• [What the exercise asks]:
Go through the entries below and write each one out exactly.

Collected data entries
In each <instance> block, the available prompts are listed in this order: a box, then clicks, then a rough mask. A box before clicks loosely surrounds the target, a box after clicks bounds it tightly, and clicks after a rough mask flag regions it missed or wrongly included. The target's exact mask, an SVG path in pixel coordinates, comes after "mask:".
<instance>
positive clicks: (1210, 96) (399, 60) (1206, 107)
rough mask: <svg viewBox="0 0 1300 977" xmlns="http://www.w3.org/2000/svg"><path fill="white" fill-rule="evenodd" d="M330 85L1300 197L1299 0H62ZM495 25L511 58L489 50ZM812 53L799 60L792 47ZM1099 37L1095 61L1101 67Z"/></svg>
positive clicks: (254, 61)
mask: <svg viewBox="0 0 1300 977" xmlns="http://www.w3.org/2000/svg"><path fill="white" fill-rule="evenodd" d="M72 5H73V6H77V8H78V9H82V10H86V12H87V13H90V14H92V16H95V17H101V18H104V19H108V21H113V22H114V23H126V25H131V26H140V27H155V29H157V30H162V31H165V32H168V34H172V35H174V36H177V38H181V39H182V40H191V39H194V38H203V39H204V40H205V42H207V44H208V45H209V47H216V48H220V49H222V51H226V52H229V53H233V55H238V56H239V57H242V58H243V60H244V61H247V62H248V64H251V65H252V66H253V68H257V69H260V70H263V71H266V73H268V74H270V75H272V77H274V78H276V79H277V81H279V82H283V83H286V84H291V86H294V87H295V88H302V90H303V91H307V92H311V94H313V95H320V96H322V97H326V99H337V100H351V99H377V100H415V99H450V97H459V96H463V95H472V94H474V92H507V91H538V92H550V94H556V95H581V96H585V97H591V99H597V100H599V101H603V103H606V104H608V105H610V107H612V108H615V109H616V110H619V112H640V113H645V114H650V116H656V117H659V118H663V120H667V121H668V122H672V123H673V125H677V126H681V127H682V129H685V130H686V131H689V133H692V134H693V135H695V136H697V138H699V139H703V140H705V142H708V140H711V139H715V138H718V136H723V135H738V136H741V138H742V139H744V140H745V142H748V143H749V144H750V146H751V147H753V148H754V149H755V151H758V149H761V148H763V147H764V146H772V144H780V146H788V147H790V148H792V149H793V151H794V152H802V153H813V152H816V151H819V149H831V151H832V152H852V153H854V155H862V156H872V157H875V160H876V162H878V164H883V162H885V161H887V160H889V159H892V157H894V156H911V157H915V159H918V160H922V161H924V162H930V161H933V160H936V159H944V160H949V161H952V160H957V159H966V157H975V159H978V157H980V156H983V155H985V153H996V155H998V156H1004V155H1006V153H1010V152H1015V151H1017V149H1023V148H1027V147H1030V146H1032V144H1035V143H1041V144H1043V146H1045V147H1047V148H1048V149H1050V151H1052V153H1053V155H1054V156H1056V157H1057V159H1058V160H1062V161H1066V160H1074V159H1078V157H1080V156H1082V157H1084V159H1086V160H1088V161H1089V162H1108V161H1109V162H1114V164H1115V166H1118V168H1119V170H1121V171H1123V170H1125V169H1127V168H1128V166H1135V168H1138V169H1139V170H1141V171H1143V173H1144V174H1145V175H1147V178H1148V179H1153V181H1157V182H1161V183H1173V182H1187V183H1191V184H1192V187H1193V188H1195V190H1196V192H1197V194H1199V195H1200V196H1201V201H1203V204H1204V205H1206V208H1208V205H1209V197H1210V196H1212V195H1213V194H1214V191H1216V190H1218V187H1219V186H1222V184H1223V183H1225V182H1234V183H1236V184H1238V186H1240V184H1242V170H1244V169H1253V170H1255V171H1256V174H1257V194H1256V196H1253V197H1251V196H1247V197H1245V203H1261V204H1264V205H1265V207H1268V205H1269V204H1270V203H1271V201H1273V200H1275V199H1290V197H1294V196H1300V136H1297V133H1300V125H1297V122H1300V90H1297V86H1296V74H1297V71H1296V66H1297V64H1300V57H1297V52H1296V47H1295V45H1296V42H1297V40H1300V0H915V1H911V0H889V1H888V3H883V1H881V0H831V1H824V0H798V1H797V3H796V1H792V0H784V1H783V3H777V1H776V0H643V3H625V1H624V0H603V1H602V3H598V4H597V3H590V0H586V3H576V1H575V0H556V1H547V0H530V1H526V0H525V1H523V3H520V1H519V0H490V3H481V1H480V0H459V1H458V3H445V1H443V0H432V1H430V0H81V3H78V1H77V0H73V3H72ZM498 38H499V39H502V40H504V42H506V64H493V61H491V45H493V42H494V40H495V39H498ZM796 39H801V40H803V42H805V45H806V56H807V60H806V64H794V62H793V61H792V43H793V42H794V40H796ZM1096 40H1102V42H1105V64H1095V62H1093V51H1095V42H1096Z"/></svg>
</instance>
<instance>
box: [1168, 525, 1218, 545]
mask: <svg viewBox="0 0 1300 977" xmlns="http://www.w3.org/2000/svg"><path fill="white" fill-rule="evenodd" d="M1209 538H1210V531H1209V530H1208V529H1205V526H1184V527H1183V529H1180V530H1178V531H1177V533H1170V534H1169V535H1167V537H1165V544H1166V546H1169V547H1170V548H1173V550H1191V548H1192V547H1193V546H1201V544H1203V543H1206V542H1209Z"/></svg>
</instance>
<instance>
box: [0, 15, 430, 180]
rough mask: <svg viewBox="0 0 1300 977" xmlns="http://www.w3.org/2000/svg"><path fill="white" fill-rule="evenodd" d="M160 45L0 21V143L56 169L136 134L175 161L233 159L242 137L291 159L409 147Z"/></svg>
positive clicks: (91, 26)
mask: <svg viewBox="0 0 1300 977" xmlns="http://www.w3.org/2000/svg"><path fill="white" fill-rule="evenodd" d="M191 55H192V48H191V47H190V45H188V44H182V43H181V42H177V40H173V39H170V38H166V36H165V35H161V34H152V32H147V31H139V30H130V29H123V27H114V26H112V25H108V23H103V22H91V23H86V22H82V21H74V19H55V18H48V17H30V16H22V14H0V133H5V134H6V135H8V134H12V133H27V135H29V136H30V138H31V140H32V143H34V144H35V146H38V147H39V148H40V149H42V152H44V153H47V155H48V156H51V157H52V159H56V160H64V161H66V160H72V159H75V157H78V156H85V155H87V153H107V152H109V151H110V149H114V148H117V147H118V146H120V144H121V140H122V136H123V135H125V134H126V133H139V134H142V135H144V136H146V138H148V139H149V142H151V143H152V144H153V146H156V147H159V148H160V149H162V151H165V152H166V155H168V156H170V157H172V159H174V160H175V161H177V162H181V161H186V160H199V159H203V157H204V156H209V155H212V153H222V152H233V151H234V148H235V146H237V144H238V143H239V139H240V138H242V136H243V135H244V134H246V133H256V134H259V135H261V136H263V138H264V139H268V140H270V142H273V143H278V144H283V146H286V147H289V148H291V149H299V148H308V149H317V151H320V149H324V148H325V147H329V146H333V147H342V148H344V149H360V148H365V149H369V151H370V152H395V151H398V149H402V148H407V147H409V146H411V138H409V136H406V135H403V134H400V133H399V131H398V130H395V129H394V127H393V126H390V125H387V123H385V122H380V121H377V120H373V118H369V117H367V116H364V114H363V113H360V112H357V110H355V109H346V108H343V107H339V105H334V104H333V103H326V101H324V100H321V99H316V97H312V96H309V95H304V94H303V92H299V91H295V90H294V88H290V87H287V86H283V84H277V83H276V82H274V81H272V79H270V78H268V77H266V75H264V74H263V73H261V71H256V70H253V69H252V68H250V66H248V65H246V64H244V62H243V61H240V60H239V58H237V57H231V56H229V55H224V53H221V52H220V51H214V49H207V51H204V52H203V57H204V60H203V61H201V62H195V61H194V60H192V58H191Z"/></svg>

• [Answer to the problem]:
In each <instance> block, the available prompts are listed in this order: a box, then clicks, then a rough mask. A box before clicks loosely surrounds the target, a box after clicks bounds it tightly, and clicks after a rough mask flag regions it missed or wrongly included. The target's exact mask, an SVG path in pixel coordinates, comes after "mask:".
<instance>
positive clicks: (1210, 96) (399, 60) (1206, 107)
rough mask: <svg viewBox="0 0 1300 977" xmlns="http://www.w3.org/2000/svg"><path fill="white" fill-rule="evenodd" d="M330 85L1300 197L1299 0H62ZM495 25L511 58L489 50ZM812 53L799 60L792 47ZM1099 37L1095 61L1101 67Z"/></svg>
positive clicks: (254, 61)
mask: <svg viewBox="0 0 1300 977" xmlns="http://www.w3.org/2000/svg"><path fill="white" fill-rule="evenodd" d="M72 5H73V6H77V8H78V9H82V10H86V12H87V13H90V14H92V16H95V17H101V18H104V19H108V21H113V22H114V23H126V25H131V26H140V27H155V29H157V30H162V31H165V32H168V34H172V35H174V36H177V38H181V39H182V40H191V39H194V38H203V39H204V40H205V42H207V44H208V45H209V47H216V48H220V49H222V51H226V52H229V53H233V55H238V56H239V57H242V58H243V60H244V61H247V62H248V64H251V65H252V66H253V68H257V69H260V70H263V71H266V73H268V74H270V75H272V77H274V78H276V79H277V81H279V82H283V83H286V84H291V86H294V87H295V88H302V90H303V91H307V92H311V94H313V95H320V96H322V97H326V99H337V100H351V99H377V100H415V99H450V97H459V96H463V95H472V94H474V92H507V91H538V92H550V94H556V95H581V96H585V97H591V99H597V100H599V101H603V103H606V104H608V105H610V107H612V108H615V109H616V110H619V112H640V113H645V114H650V116H656V117H659V118H663V120H667V121H668V122H672V123H673V125H677V126H681V127H682V129H685V130H686V131H689V133H692V134H693V135H695V136H697V138H699V139H703V140H705V142H708V140H711V139H715V138H718V136H723V135H738V136H741V138H742V139H744V140H745V142H748V143H749V144H750V146H751V147H753V148H754V149H755V151H758V149H761V148H763V147H764V146H772V144H780V146H788V147H790V148H792V149H793V151H794V152H802V153H813V152H816V151H819V149H831V151H832V152H852V153H854V155H862V156H872V157H875V160H876V162H878V164H883V162H885V161H887V160H889V159H892V157H894V156H911V157H915V159H918V160H922V161H924V162H930V161H933V160H936V159H944V160H949V161H952V160H957V159H966V157H975V159H978V157H980V156H983V155H985V153H996V155H998V156H1004V155H1006V153H1010V152H1015V151H1017V149H1023V148H1027V147H1030V146H1032V144H1035V143H1041V144H1043V146H1045V147H1047V148H1048V149H1050V151H1052V153H1053V155H1054V156H1056V157H1057V159H1058V160H1062V161H1066V160H1074V159H1078V157H1080V156H1082V157H1084V159H1086V160H1088V161H1089V162H1108V161H1109V162H1114V164H1115V166H1118V168H1119V170H1121V171H1123V170H1125V169H1127V168H1128V166H1135V168H1138V169H1139V170H1141V171H1143V173H1144V174H1145V175H1147V178H1148V179H1153V181H1157V182H1161V183H1173V182H1187V183H1191V184H1192V187H1193V188H1195V190H1196V192H1197V194H1199V195H1200V196H1201V201H1203V204H1204V205H1206V208H1208V205H1209V197H1210V196H1212V195H1213V194H1214V191H1216V190H1218V187H1219V186H1222V184H1223V183H1225V182H1234V183H1236V184H1238V186H1240V184H1242V170H1244V169H1253V170H1255V171H1256V174H1257V194H1256V196H1253V197H1251V196H1247V197H1245V203H1261V204H1264V205H1265V207H1268V205H1269V204H1270V203H1271V201H1273V200H1275V199H1290V197H1294V196H1300V136H1297V133H1300V125H1297V122H1300V90H1297V86H1296V74H1297V71H1296V66H1297V64H1300V57H1297V52H1296V47H1295V45H1296V42H1297V40H1300V0H915V1H911V0H889V1H888V3H883V1H881V0H831V1H824V0H798V1H797V3H796V1H792V0H784V1H783V3H777V1H776V0H643V3H625V1H624V0H603V1H602V3H598V4H597V3H590V0H586V3H576V1H575V0H556V1H547V0H530V1H526V0H525V1H523V3H520V1H519V0H490V3H481V1H480V0H459V1H458V3H445V1H443V0H432V1H430V0H81V3H78V1H77V0H73V3H72ZM498 38H499V39H502V40H504V42H506V64H493V61H491V45H493V42H494V40H495V39H498ZM796 39H801V40H803V42H805V45H806V56H807V60H806V64H794V62H793V61H792V43H793V42H794V40H796ZM1096 40H1102V42H1105V64H1095V62H1093V51H1095V42H1096Z"/></svg>
</instance>
<instance>
box: [1168, 525, 1218, 545]
mask: <svg viewBox="0 0 1300 977" xmlns="http://www.w3.org/2000/svg"><path fill="white" fill-rule="evenodd" d="M1209 538H1210V531H1209V530H1208V529H1205V526H1184V527H1183V529H1180V530H1178V531H1177V533H1170V534H1169V535H1167V537H1165V544H1166V546H1169V547H1170V548H1173V550H1191V548H1192V547H1193V546H1201V544H1203V543H1206V542H1209Z"/></svg>
</instance>
<instance>
box: [0, 15, 430, 180]
rough mask: <svg viewBox="0 0 1300 977" xmlns="http://www.w3.org/2000/svg"><path fill="white" fill-rule="evenodd" d="M160 45L0 21V143L56 169L136 134L175 161L233 159L242 137L291 159L409 147Z"/></svg>
positive clicks: (91, 26)
mask: <svg viewBox="0 0 1300 977" xmlns="http://www.w3.org/2000/svg"><path fill="white" fill-rule="evenodd" d="M191 55H192V48H191V47H190V45H188V44H182V43H181V42H177V40H173V39H170V38H166V36H165V35H161V34H152V32H147V31H139V30H130V29H123V27H114V26H112V25H108V23H103V22H91V23H86V22H82V21H74V19H55V18H48V17H30V16H22V14H0V133H5V134H6V135H8V134H12V133H27V135H29V136H30V138H31V140H32V143H34V144H35V146H38V147H39V148H40V149H42V152H44V153H47V155H48V156H51V157H52V159H56V160H64V161H66V160H72V159H75V157H78V156H85V155H87V153H107V152H109V151H110V149H114V148H117V147H118V146H120V144H121V140H122V136H123V135H125V134H126V133H139V134H142V135H144V136H146V138H148V139H149V142H151V143H152V144H153V146H156V147H159V148H160V149H162V151H165V152H166V155H168V156H170V157H172V159H174V160H175V161H177V162H181V161H186V160H199V159H203V157H204V156H209V155H212V153H222V152H233V151H234V148H235V146H237V144H238V143H239V139H240V138H242V136H243V135H244V134H246V133H256V134H259V135H261V136H263V138H264V139H268V140H270V142H273V143H278V144H283V146H286V147H289V148H291V149H299V148H308V149H317V151H320V149H324V148H325V147H329V146H333V147H342V148H344V149H360V148H365V149H369V151H370V152H395V151H398V149H402V148H407V147H409V146H411V138H409V136H406V135H403V134H400V133H399V131H398V130H395V129H394V127H393V126H390V125H387V123H385V122H380V121H377V120H373V118H369V117H367V116H364V114H363V113H360V112H357V110H355V109H346V108H343V107H339V105H334V104H333V103H326V101H324V100H321V99H316V97H312V96H309V95H304V94H303V92H299V91H295V90H294V88H290V87H287V86H283V84H277V83H276V82H274V81H272V79H270V78H268V77H266V75H264V74H263V73H261V71H256V70H253V69H252V68H250V66H248V65H246V64H244V62H243V61H240V60H239V58H237V57H231V56H229V55H224V53H221V52H220V51H214V49H207V51H204V52H203V57H204V60H203V61H201V62H195V61H194V60H192V58H191Z"/></svg>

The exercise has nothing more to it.